◆ Instructions to follow:
State how many lines in the listing below contain the word "path". Give only the number.
START Task material
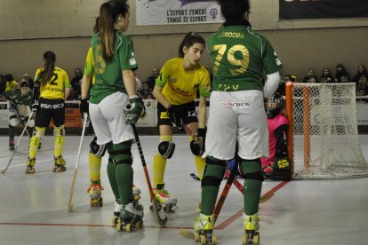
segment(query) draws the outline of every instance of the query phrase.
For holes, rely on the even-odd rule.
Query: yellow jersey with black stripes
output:
[[[162,88],[163,95],[172,105],[195,100],[198,90],[200,96],[210,97],[210,73],[204,66],[198,63],[192,71],[187,72],[182,58],[167,60],[156,80],[156,84]]]
[[[71,88],[69,77],[66,71],[60,67],[55,67],[52,78],[45,84],[42,82],[40,73],[44,67],[36,70],[35,83],[40,83],[40,97],[44,99],[64,99],[65,89]]]

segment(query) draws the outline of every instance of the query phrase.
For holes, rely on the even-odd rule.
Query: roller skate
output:
[[[201,244],[216,244],[217,237],[212,233],[213,225],[213,215],[200,213],[194,223],[194,241],[200,241]]]
[[[120,200],[117,200],[115,202],[114,217],[111,219],[111,223],[113,226],[116,226],[117,220],[119,219],[121,210],[122,210],[122,204],[120,204]]]
[[[26,174],[34,174],[35,173],[35,164],[36,164],[36,158],[28,158],[27,159],[27,169]]]
[[[152,191],[155,194],[155,198],[156,200],[156,209],[160,211],[161,209],[164,210],[165,213],[173,213],[175,210],[178,209],[178,206],[176,203],[178,202],[178,199],[176,197],[171,195],[167,190],[164,188],[164,184],[157,184],[156,188],[152,188]],[[154,210],[154,207],[151,205],[149,207],[151,211]]]
[[[142,206],[135,206],[132,202],[122,205],[120,217],[117,219],[116,231],[130,233],[133,229],[143,228],[143,209]]]
[[[54,157],[53,159],[55,165],[52,167],[52,172],[64,172],[67,170],[67,167],[65,167],[67,162],[61,155]]]
[[[243,214],[243,225],[244,226],[244,233],[242,238],[243,245],[259,245],[260,244],[260,218],[258,214],[247,216]]]
[[[13,151],[14,148],[14,138],[9,138],[9,151]]]
[[[103,200],[101,196],[101,192],[103,190],[102,186],[100,185],[100,180],[93,180],[91,183],[90,187],[87,190],[87,193],[89,194],[91,197],[91,206],[102,206],[103,205]]]

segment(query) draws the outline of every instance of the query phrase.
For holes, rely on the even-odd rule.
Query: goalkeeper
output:
[[[270,97],[267,103],[269,156],[260,158],[266,177],[276,175],[279,170],[278,166],[274,165],[276,159],[287,160],[286,138],[289,122],[284,115],[283,105],[284,99],[278,93]]]

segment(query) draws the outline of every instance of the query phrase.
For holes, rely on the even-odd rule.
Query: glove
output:
[[[26,124],[26,119],[24,116],[20,117],[20,124],[25,125]]]
[[[205,134],[207,129],[198,129],[198,134],[196,135],[196,140],[190,142],[190,150],[195,155],[202,155],[204,153],[205,146]]]
[[[166,110],[169,114],[170,122],[172,122],[177,127],[181,128],[181,114],[180,106],[170,105]]]
[[[87,99],[82,99],[81,103],[79,104],[79,111],[81,112],[82,118],[84,120],[84,113],[86,113],[88,115],[90,115],[89,110],[89,103]]]
[[[125,123],[134,124],[138,122],[140,116],[145,113],[143,100],[138,95],[129,97],[129,103],[126,105],[123,113],[125,115]]]
[[[33,110],[34,112],[36,112],[36,111],[37,111],[37,109],[38,109],[38,107],[39,107],[38,100],[37,100],[37,99],[33,100],[33,103],[32,103],[32,105],[31,105],[32,110]]]

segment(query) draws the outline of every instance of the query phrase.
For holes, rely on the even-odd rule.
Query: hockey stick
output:
[[[81,141],[79,143],[78,154],[76,156],[76,169],[74,170],[73,181],[72,181],[72,186],[71,186],[70,194],[69,194],[69,201],[68,202],[68,210],[69,211],[69,213],[71,213],[73,209],[72,200],[73,200],[74,187],[76,186],[76,173],[78,172],[78,162],[79,162],[79,158],[81,156],[82,143],[83,143],[83,139],[84,138],[85,125],[87,124],[87,121],[88,121],[88,114],[84,113]]]
[[[147,181],[147,185],[148,186],[149,195],[150,195],[150,198],[151,198],[151,202],[152,202],[152,205],[153,205],[153,208],[154,208],[154,211],[155,211],[156,217],[157,218],[158,224],[160,225],[161,227],[164,227],[166,225],[167,216],[164,213],[164,217],[161,217],[161,215],[159,214],[159,212],[157,210],[156,201],[153,190],[152,190],[151,180],[149,179],[148,171],[147,170],[146,160],[144,159],[143,150],[142,150],[142,146],[140,146],[140,138],[138,136],[137,128],[135,127],[135,124],[132,124],[132,130],[133,130],[133,132],[134,132],[134,138],[135,138],[135,141],[137,143],[138,151],[140,152],[140,161],[142,162],[144,175],[146,176],[146,181]]]
[[[31,114],[30,114],[30,115],[29,115],[28,120],[27,120],[26,125],[24,126],[23,131],[21,132],[20,137],[20,138],[18,139],[17,145],[15,146],[14,151],[13,151],[13,152],[12,152],[12,157],[11,157],[11,159],[9,160],[8,164],[6,165],[5,169],[4,169],[3,170],[1,170],[1,173],[2,173],[2,174],[4,174],[4,173],[6,172],[6,170],[8,170],[9,166],[10,166],[10,164],[11,164],[11,162],[12,162],[12,158],[14,157],[15,152],[16,152],[16,150],[18,149],[18,146],[20,146],[20,140],[21,140],[21,138],[23,138],[24,131],[27,130],[27,125],[28,124],[29,120],[31,119],[32,114],[33,114],[33,111],[31,112]]]

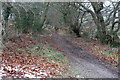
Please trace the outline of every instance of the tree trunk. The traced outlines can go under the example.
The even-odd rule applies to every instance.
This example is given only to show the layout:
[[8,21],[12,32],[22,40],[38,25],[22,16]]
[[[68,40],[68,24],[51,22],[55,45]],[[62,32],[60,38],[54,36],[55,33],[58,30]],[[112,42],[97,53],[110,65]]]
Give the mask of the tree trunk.
[[[97,2],[91,2],[92,7],[95,11],[95,15],[96,15],[96,19],[94,19],[95,17],[93,17],[96,25],[97,25],[97,30],[98,30],[98,38],[100,39],[100,41],[102,43],[104,43],[105,41],[105,37],[106,37],[106,29],[105,29],[105,22],[104,22],[104,18],[103,15],[101,13],[101,10],[103,9],[103,3],[97,3]],[[93,15],[93,14],[92,14]]]

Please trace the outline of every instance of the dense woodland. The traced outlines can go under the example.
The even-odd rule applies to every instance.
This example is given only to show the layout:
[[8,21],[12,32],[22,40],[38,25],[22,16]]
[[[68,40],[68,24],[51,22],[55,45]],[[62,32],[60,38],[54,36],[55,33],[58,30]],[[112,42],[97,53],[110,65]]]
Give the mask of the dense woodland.
[[[64,71],[68,71],[68,68],[66,69],[65,66],[68,66],[67,63],[69,63],[69,60],[63,63],[64,61],[62,60],[65,58],[64,60],[66,61],[66,57],[63,57],[64,54],[60,54],[65,51],[61,51],[57,47],[57,45],[61,45],[62,42],[61,44],[57,44],[51,38],[52,35],[54,35],[53,37],[61,35],[65,39],[77,43],[75,44],[76,46],[81,45],[79,47],[88,53],[95,53],[94,55],[99,59],[105,60],[114,66],[119,66],[120,2],[4,2],[2,3],[1,17],[3,27],[1,34],[3,36],[3,44],[5,45],[2,57],[5,62],[9,62],[9,59],[15,59],[16,61],[18,60],[18,62],[13,61],[10,63],[26,65],[26,63],[22,61],[25,59],[29,61],[30,57],[31,59],[33,57],[27,56],[23,59],[21,56],[26,56],[25,53],[27,53],[27,55],[29,53],[38,53],[42,57],[38,59],[38,57],[35,56],[34,59],[38,59],[41,63],[42,61],[45,62],[41,65],[45,66],[44,64],[48,64],[50,65],[49,67],[54,67],[55,69],[59,67],[59,69],[57,68],[59,72],[63,69]],[[58,40],[62,41],[63,39],[58,38]],[[82,41],[84,41],[85,44],[83,44],[84,42]],[[51,44],[53,49],[43,46],[47,44]],[[96,48],[96,46],[98,46],[99,49]],[[103,47],[105,49],[102,49]],[[36,52],[34,48],[36,48],[38,52]],[[50,54],[48,50],[57,54],[57,56],[49,57],[53,62],[48,61],[48,55]],[[100,50],[103,52],[99,53]],[[21,62],[15,57],[16,54],[17,56],[20,55],[18,57],[20,60],[23,59]],[[14,58],[8,58],[6,55],[13,56]],[[60,56],[58,57],[58,55]],[[108,55],[110,56],[108,57]],[[57,63],[60,61],[60,63],[57,64],[54,63],[54,61],[57,61]],[[31,64],[34,64],[34,60]],[[12,73],[7,68],[5,68],[4,71],[8,71],[9,74],[7,74],[7,77],[19,77],[15,74],[20,74],[17,72]],[[41,77],[55,76],[56,71],[51,70],[50,73],[47,74],[49,75],[42,75]],[[75,77],[72,74],[69,75],[69,77]],[[64,76],[64,74],[62,76]],[[66,76],[68,77],[68,75]]]

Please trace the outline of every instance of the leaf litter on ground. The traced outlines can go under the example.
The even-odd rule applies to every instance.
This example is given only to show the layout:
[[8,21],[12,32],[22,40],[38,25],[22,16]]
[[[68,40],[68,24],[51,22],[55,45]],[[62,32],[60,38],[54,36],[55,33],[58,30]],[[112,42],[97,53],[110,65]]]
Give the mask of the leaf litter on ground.
[[[5,44],[6,48],[2,53],[1,69],[5,78],[50,78],[56,75],[62,75],[67,69],[62,66],[63,63],[56,61],[60,53],[49,47],[35,46],[41,45],[38,41],[33,41],[26,35],[22,35],[20,39],[9,41]],[[44,44],[43,44],[44,45]],[[31,48],[32,46],[32,48]],[[33,47],[35,46],[35,47]],[[42,56],[38,56],[37,52],[42,48]],[[35,48],[36,51],[33,51]],[[50,49],[50,50],[49,50]],[[45,51],[45,52],[44,52]],[[50,57],[47,56],[52,51]],[[57,52],[57,57],[53,56]],[[39,53],[40,54],[40,53]],[[61,57],[61,55],[60,55]],[[64,56],[62,56],[63,58]],[[54,58],[54,59],[53,59]]]

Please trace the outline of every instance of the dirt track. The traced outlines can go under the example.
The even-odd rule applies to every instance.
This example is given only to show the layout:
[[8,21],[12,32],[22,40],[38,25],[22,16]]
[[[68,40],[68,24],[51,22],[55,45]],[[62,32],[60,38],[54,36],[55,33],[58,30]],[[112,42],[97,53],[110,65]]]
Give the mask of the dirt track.
[[80,75],[79,78],[118,78],[117,68],[98,60],[61,35],[53,33],[52,37],[70,59],[73,69]]

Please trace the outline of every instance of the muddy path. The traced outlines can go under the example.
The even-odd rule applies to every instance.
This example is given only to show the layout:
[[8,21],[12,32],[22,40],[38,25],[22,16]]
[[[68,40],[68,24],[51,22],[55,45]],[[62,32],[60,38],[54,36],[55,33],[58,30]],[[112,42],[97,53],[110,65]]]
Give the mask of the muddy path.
END Task material
◆ Correct output:
2